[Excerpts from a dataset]

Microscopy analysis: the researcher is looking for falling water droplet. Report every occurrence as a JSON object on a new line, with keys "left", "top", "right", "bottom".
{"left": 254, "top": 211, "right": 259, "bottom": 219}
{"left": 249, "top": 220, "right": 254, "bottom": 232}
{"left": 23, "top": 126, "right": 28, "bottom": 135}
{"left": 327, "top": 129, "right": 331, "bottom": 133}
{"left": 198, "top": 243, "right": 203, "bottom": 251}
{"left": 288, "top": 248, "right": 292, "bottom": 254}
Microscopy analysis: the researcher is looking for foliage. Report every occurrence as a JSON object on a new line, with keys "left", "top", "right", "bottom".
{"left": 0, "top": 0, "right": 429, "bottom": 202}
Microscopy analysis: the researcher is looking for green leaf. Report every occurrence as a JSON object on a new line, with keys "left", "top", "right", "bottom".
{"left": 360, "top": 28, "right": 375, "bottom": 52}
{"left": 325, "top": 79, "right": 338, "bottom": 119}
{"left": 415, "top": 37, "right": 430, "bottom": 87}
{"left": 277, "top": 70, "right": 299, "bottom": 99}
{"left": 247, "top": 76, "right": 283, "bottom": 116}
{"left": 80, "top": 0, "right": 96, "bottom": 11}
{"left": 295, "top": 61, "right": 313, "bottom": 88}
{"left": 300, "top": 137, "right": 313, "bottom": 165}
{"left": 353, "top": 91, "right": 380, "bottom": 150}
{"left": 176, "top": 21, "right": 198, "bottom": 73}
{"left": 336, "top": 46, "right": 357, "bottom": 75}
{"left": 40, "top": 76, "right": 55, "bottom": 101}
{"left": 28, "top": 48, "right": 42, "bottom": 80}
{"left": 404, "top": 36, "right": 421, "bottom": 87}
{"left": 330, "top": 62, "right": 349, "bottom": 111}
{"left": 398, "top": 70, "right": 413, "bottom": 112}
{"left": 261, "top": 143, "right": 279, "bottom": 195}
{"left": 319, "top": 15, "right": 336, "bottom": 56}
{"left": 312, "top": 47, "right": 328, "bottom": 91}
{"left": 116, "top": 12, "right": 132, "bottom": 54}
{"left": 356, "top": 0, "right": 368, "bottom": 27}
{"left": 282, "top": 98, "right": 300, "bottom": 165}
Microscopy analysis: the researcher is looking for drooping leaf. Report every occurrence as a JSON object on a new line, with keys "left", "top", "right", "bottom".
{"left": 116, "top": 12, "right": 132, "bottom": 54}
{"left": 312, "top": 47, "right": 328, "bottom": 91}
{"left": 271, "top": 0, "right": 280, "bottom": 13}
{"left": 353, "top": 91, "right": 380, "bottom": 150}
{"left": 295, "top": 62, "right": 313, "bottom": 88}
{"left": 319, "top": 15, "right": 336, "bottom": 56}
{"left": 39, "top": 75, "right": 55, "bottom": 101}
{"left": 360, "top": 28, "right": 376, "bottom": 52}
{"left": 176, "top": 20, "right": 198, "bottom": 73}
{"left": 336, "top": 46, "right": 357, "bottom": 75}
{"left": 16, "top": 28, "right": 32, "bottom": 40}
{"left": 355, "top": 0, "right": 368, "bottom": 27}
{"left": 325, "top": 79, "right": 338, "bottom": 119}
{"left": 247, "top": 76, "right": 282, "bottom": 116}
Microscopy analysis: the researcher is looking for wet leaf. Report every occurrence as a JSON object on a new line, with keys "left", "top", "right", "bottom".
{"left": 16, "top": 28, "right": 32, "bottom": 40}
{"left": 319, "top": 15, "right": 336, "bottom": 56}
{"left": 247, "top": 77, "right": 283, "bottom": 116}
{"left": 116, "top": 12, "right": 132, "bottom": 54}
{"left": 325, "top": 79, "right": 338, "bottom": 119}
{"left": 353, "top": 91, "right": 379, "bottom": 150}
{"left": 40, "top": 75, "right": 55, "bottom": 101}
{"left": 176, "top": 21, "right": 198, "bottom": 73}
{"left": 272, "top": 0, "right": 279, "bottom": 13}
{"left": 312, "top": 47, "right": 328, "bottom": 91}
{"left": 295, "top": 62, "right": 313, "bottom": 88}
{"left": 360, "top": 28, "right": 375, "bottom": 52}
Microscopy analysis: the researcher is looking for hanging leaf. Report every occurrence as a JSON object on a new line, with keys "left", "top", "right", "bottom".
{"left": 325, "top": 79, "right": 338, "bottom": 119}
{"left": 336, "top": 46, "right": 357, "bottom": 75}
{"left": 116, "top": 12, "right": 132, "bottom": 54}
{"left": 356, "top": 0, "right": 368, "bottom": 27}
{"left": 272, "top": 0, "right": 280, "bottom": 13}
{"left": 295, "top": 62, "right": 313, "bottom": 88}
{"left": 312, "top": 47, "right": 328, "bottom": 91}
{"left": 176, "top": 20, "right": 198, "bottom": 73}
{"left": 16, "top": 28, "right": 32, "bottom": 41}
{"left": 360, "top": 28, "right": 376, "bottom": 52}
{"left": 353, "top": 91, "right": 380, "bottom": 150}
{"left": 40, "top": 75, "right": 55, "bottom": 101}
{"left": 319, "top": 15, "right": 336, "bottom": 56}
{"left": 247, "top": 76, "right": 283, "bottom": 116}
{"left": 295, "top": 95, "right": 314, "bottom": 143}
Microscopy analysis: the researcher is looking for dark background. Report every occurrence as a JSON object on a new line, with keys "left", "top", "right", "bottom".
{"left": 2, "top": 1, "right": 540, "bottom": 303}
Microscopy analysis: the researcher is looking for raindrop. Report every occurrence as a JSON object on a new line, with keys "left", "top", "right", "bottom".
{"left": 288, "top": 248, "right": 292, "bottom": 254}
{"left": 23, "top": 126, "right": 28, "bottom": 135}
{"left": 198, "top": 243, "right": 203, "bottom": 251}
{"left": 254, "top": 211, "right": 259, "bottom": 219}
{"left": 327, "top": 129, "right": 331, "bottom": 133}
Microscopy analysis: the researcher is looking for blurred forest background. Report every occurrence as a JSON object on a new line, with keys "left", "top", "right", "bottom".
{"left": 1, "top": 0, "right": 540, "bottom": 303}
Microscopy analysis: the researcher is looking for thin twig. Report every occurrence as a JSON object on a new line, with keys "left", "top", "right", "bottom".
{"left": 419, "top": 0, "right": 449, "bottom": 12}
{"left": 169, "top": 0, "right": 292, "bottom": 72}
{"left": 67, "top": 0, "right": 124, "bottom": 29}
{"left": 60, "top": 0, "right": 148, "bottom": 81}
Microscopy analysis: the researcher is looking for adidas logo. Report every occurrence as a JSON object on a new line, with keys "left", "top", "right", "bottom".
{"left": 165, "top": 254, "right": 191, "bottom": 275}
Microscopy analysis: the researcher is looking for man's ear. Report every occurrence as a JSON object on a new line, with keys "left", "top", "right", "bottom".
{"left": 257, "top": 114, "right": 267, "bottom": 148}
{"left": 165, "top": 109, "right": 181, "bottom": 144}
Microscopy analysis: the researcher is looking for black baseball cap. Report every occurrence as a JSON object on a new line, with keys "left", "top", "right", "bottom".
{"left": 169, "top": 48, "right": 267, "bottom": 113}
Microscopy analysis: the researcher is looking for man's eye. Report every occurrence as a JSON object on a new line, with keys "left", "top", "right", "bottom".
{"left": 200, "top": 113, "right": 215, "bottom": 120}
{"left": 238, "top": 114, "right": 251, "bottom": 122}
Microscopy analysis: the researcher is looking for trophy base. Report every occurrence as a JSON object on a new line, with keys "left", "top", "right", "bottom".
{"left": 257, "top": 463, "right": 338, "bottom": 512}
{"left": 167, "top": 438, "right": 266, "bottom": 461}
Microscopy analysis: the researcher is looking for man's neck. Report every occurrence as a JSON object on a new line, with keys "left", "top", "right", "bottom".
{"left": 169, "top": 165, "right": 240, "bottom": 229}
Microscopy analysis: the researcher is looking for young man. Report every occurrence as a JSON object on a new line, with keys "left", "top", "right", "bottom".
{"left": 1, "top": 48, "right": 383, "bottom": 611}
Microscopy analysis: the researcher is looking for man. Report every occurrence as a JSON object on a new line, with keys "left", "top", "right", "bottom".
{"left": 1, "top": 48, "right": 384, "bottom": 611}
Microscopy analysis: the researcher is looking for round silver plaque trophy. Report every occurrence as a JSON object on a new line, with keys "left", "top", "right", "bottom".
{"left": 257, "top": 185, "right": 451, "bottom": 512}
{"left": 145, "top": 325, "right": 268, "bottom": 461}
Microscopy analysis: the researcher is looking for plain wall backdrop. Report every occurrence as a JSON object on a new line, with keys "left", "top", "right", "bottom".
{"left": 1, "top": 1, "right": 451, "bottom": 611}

◆ **What to work on**: All that is needed is the line containing "Microscopy analysis: the researcher is looking for young" and each line after it to the end of the data above, set down exactly.

◆ **Exercise answer**:
Microscopy analysis: the researcher is looking for young man. Report every occurrence as a JSON object on a new line, with keys "left", "top", "right", "bottom".
{"left": 1, "top": 48, "right": 383, "bottom": 611}
Microscopy analysis: the researcher is looking for man. Report every occurrence as a JSON object on a new line, with keys "left", "top", "right", "bottom".
{"left": 1, "top": 48, "right": 384, "bottom": 611}
Microscopy analysis: the researcher is looking for round silver plaque trophy. Report every occurrence as a JSON object on a new line, with keys "left", "top", "right", "bottom".
{"left": 257, "top": 185, "right": 451, "bottom": 512}
{"left": 145, "top": 325, "right": 268, "bottom": 461}
Microscopy analysis: the researcher is looking for plain wall backdrop. Report every occurrence as a JSON object on a new line, with keys "left", "top", "right", "bottom".
{"left": 1, "top": 1, "right": 451, "bottom": 611}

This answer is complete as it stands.